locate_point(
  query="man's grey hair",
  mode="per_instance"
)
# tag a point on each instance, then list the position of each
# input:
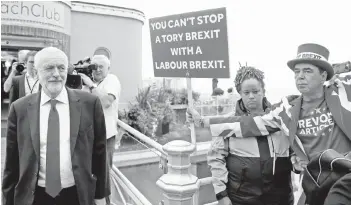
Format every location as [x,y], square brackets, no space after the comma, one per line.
[101,58]
[51,52]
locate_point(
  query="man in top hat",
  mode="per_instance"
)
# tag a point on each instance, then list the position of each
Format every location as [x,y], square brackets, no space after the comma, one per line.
[317,120]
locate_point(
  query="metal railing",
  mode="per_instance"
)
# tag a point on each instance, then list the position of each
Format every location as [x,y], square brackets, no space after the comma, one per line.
[135,195]
[178,185]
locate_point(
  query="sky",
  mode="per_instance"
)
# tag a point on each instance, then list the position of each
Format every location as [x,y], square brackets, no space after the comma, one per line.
[265,34]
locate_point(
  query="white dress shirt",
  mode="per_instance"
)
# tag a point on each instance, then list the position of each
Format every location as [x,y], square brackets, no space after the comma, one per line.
[111,85]
[62,106]
[31,85]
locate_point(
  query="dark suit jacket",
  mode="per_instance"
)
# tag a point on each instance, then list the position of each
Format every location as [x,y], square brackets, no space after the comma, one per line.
[88,149]
[18,88]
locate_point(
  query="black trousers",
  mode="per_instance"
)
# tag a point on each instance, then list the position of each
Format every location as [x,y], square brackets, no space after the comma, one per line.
[340,193]
[67,196]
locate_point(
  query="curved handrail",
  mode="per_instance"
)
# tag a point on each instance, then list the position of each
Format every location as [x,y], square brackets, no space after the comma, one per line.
[142,137]
[134,193]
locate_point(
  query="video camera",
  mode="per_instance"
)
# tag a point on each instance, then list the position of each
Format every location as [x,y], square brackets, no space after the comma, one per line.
[84,66]
[20,66]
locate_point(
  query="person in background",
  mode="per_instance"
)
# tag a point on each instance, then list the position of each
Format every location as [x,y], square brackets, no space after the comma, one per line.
[319,119]
[13,69]
[255,170]
[107,87]
[25,84]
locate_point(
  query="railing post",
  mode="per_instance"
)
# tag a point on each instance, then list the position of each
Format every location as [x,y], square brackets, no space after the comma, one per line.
[178,185]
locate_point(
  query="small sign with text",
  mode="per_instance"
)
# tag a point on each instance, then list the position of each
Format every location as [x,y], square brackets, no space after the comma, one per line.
[193,45]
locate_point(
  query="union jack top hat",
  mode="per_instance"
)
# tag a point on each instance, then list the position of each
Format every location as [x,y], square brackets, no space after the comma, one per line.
[313,54]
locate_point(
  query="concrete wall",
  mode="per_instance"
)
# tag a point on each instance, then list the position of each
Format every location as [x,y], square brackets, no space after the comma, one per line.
[122,36]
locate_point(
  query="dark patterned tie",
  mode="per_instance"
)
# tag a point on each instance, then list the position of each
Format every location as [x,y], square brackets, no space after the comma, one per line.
[53,180]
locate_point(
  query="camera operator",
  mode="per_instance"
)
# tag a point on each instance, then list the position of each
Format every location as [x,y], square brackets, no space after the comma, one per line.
[107,87]
[14,69]
[25,84]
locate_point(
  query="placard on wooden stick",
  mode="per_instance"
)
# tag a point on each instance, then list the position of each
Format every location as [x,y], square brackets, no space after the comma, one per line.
[190,45]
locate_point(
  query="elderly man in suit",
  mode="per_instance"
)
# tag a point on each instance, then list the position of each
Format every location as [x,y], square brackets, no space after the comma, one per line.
[56,142]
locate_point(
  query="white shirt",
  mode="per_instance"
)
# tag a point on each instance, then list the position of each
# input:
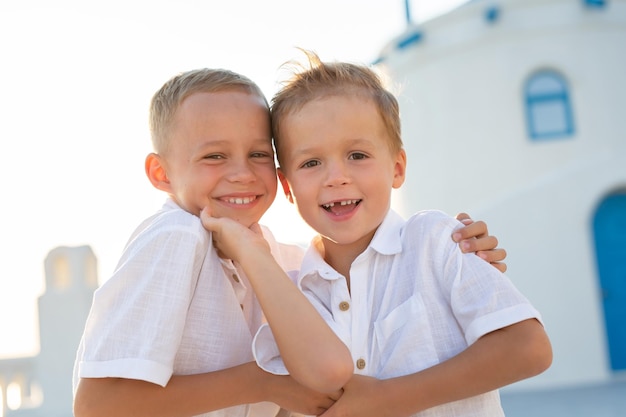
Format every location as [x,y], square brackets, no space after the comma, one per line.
[173,307]
[415,300]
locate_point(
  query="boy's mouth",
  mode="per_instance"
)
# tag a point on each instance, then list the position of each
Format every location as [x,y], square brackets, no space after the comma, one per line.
[340,207]
[240,200]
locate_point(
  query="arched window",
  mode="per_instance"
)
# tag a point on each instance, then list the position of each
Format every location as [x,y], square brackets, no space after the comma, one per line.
[548,109]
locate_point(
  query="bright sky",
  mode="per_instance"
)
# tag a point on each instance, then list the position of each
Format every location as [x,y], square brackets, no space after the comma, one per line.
[76,79]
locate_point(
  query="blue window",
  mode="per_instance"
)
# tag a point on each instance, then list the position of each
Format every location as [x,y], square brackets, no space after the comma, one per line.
[548,109]
[595,3]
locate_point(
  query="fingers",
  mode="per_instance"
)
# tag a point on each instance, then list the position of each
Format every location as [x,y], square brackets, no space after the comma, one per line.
[501,266]
[474,230]
[495,258]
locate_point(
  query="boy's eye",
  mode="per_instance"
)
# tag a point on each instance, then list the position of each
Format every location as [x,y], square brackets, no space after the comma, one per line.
[309,164]
[357,155]
[260,155]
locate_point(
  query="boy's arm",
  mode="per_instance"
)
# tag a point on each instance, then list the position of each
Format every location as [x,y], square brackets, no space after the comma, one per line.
[311,351]
[499,358]
[189,395]
[474,237]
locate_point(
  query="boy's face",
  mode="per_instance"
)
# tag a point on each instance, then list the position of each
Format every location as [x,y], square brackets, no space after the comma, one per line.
[221,156]
[339,168]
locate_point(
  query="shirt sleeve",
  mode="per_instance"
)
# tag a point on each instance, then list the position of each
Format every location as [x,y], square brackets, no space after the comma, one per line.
[482,298]
[138,316]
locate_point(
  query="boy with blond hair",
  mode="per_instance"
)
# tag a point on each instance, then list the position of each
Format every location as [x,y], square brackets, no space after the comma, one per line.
[432,331]
[170,333]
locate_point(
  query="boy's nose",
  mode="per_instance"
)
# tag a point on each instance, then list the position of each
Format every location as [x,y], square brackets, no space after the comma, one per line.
[336,175]
[242,172]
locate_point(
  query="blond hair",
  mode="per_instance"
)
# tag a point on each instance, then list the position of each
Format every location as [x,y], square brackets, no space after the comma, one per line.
[322,79]
[168,98]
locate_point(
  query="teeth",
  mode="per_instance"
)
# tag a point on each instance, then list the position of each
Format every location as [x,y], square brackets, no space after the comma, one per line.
[342,203]
[241,200]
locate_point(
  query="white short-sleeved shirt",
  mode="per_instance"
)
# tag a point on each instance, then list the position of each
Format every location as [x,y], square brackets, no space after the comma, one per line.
[415,300]
[173,307]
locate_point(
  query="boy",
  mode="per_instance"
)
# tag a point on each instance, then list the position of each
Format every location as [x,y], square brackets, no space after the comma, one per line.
[432,332]
[170,332]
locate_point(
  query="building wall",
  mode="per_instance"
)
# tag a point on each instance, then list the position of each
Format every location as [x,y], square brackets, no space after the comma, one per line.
[41,386]
[461,89]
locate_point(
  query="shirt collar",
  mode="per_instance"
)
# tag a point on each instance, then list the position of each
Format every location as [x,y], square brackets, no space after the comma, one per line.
[386,241]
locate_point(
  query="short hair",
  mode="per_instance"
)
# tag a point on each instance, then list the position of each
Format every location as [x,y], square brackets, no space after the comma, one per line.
[322,79]
[169,97]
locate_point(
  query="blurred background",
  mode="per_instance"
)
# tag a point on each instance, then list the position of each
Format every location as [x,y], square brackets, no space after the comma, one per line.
[512,111]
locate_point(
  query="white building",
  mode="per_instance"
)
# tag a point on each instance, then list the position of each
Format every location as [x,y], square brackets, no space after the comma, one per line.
[41,386]
[515,111]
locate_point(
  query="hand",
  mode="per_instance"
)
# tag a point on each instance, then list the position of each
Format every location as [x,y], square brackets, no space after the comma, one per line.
[231,238]
[361,397]
[474,237]
[290,395]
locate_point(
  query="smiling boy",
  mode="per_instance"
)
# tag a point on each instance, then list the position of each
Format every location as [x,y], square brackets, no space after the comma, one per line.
[432,331]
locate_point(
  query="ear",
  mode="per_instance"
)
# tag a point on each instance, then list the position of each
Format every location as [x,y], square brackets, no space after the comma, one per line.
[284,184]
[399,169]
[156,173]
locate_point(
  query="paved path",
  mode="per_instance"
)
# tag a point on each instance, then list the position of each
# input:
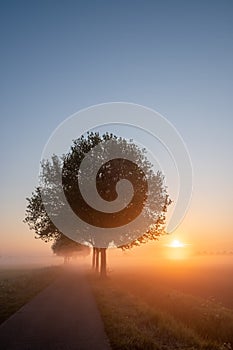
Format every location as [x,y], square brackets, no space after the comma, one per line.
[62,317]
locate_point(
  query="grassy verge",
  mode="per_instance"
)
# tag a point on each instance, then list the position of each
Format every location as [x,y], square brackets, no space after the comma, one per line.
[18,286]
[132,323]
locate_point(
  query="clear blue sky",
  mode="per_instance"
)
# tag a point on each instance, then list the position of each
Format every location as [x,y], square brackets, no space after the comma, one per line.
[173,56]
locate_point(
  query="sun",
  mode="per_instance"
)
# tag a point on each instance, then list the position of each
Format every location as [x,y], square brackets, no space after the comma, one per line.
[176,244]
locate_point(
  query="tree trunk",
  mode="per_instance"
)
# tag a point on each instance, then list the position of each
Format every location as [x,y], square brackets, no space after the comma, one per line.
[103,267]
[97,251]
[93,257]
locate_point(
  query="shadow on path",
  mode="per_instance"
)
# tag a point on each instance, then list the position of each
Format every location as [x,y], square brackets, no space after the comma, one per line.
[62,317]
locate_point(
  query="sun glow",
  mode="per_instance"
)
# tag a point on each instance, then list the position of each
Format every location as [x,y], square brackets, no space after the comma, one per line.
[176,244]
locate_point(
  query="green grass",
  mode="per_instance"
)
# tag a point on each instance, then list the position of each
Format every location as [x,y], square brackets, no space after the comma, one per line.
[18,286]
[134,322]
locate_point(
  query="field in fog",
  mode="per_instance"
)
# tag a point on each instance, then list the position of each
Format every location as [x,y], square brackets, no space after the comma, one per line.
[160,304]
[189,301]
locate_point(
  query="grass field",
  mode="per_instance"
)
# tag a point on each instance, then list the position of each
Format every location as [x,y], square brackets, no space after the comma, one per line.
[141,312]
[18,286]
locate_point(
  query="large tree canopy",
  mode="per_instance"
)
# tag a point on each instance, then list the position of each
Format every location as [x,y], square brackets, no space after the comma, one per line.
[138,172]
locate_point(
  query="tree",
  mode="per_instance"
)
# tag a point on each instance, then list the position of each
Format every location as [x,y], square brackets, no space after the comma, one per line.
[138,172]
[66,247]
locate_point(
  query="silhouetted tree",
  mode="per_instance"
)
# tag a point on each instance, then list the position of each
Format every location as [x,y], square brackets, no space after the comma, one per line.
[138,173]
[67,248]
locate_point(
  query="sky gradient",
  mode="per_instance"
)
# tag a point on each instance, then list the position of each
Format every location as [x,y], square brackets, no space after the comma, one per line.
[176,57]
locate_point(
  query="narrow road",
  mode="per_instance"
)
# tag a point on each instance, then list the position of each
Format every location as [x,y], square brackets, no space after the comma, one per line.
[62,317]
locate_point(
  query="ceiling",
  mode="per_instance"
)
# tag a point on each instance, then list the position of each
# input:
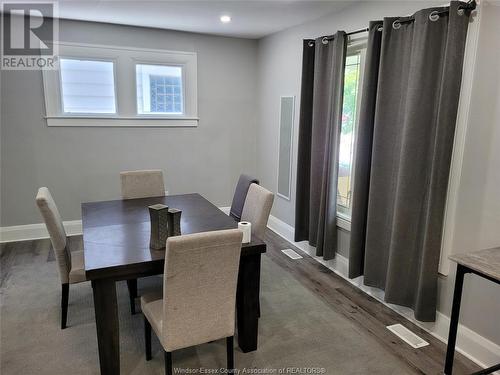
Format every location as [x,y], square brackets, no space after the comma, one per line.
[250,18]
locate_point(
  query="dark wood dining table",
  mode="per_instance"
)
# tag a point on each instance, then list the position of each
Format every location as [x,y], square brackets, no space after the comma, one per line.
[116,247]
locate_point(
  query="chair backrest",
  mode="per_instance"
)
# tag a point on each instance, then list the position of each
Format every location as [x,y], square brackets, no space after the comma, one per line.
[199,287]
[142,184]
[240,194]
[55,227]
[257,208]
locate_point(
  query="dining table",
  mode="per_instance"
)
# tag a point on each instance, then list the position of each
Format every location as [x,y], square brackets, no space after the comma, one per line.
[116,239]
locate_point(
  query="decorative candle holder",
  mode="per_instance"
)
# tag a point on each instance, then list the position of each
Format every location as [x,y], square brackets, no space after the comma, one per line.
[174,222]
[159,226]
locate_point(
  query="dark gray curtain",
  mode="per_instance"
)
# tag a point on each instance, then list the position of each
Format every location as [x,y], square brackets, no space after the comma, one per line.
[407,125]
[319,136]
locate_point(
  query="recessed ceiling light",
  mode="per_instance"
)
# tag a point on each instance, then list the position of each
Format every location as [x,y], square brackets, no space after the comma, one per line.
[225,18]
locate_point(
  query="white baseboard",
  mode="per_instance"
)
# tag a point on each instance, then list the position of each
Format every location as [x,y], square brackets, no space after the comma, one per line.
[36,231]
[469,343]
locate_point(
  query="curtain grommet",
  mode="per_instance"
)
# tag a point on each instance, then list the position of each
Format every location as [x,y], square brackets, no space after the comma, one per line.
[434,16]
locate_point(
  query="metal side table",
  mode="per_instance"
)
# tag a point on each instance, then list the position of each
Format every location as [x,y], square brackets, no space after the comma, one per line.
[486,264]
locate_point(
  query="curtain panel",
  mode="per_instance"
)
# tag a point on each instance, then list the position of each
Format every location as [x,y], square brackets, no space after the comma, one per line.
[405,140]
[319,136]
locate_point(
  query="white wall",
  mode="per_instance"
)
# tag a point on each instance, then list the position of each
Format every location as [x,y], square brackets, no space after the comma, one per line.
[478,216]
[82,164]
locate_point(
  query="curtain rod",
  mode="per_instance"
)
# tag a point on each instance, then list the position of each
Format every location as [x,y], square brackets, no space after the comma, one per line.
[469,5]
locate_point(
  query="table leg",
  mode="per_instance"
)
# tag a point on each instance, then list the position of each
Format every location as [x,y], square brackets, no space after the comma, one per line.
[455,313]
[247,302]
[106,318]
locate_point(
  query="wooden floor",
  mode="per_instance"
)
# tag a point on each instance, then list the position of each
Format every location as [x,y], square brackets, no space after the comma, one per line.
[365,311]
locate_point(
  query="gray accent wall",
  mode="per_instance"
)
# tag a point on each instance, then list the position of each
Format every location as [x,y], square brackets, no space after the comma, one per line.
[478,216]
[82,164]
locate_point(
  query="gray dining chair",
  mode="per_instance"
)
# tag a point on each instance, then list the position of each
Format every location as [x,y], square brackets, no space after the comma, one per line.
[198,301]
[240,194]
[257,208]
[70,264]
[142,184]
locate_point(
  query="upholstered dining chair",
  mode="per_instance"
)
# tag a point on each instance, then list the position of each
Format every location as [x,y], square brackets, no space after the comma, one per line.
[257,208]
[70,264]
[142,184]
[199,294]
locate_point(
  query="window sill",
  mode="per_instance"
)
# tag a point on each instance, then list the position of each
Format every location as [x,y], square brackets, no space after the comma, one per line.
[111,121]
[344,222]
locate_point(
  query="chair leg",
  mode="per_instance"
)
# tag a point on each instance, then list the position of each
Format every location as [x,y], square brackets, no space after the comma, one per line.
[64,305]
[230,354]
[147,338]
[132,292]
[168,363]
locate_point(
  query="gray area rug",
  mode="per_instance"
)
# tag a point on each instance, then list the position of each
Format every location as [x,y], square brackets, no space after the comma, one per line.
[297,329]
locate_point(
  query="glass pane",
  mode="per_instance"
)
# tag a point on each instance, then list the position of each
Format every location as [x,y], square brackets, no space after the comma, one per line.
[346,151]
[87,86]
[159,89]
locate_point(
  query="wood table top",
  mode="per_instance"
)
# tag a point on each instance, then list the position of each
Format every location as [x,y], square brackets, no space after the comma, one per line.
[116,233]
[486,261]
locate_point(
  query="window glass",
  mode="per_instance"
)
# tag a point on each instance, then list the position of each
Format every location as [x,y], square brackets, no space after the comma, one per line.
[349,119]
[159,89]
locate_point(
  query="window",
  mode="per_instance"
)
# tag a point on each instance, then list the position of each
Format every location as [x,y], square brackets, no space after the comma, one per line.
[159,89]
[352,89]
[87,86]
[121,86]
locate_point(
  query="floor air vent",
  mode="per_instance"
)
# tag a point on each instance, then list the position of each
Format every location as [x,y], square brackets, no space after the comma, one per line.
[407,336]
[291,254]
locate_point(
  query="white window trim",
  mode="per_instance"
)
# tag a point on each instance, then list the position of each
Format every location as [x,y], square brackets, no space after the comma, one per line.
[125,60]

Task brief ->
State the number of lines in the preceding data that contain the word "railing", and nothing besides.

Solved exercise ->
2